What the task asks
Copy out every one of the rows below word for word, with no changes.

:: Information shown ::

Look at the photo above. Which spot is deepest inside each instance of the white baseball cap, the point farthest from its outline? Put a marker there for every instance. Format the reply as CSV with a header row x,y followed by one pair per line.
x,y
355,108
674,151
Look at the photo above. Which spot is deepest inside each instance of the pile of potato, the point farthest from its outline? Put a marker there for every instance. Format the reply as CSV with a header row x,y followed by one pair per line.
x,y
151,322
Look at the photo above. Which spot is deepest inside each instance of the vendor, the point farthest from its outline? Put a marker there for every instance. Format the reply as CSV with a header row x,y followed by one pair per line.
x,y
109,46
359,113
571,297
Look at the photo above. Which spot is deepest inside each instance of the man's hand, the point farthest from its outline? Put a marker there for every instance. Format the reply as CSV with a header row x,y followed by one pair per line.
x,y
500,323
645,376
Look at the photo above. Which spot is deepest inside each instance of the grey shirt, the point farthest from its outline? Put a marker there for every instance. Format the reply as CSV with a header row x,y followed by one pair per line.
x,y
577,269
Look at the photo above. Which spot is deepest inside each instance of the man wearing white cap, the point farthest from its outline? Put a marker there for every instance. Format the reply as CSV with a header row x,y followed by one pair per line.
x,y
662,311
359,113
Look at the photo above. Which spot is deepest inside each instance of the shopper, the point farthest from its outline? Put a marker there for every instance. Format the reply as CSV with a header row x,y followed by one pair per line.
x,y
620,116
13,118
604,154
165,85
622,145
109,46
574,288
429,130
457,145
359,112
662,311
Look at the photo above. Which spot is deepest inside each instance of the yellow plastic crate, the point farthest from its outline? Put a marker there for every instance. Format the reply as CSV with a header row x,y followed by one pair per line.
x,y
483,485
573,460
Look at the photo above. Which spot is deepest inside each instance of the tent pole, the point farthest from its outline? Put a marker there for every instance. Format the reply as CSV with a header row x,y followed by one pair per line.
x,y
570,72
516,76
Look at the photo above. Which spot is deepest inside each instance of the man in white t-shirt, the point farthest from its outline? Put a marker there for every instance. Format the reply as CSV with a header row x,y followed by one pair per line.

:::

Output of the exercise
Look at the photo above. Which spot is deepest inside each instance of the white baseball cap, the point farthest from its outline? Put a marker there for every instance. Format the reply as CSV with a header row x,y followed by one pair per line.
x,y
355,108
674,151
Look at the photo above. Which spot is deepest inside each instance of the pile of potato, the point farthest from its outline? Put a marker there for every instance. Format the reply as CSV with a header row x,y followed by one pair per line.
x,y
151,322
Look at the photo above. Which spot is deepest inside each instance of the vendor, the point farthest from its outline? Put a marker there for every instance. Format the reply as CSV with a header row x,y followed by one pair per line.
x,y
109,46
359,113
571,297
Look at the photo above. Which spot is deepest inside each instance of the man's hand, the point farthest from its outline? Put a marker there for every instance. Format the reply as CSV with a header row x,y followed by one pair per line.
x,y
500,323
645,376
Look at the photo above. Which spot is deepest inside each instance of the grey shirt, the point farthest from its outline? Put a marker there for every instance. Format the reply as CSV with a header row x,y followed by one pair per line.
x,y
577,269
Look at the photo above. Which spot is deepest inside each instance of the man wearing white cap, the point farthest from its outline? Put a marker there for every instance. Format the reply as CSV with a header row x,y followed by one pair per line.
x,y
662,311
359,113
Look at the photo above. Which spot is deepest inside each instance of the shopper, the point farthest from its outline? Put a marker there for every instance. Format the reply as CSV with a header row x,y followed by one pair per line.
x,y
620,116
13,118
604,154
165,85
622,145
109,46
574,288
429,130
457,145
359,112
662,311
Look at the photo above. Which spot is deepest inside each instance of the yellow plastic crate, the point farthest from its outline? Put a marker there for every instance. Format the reply as CSV with a header row x,y followed by one pair per line.
x,y
483,485
573,460
Look at the photo above. Which spot is deepest inside each instance of the tent pole, the point farthest from its outline? Put a marker there for every instance. Format the reply as CSV with a header row x,y followed by one pair per line.
x,y
570,72
516,76
Look at the photo above. Which spot is deepest inside each instance of the man in white t-shirt, the point farthest from its outline? Put a marker there for every instance. Format the reply as CSV with a header row x,y followed by one pair per line.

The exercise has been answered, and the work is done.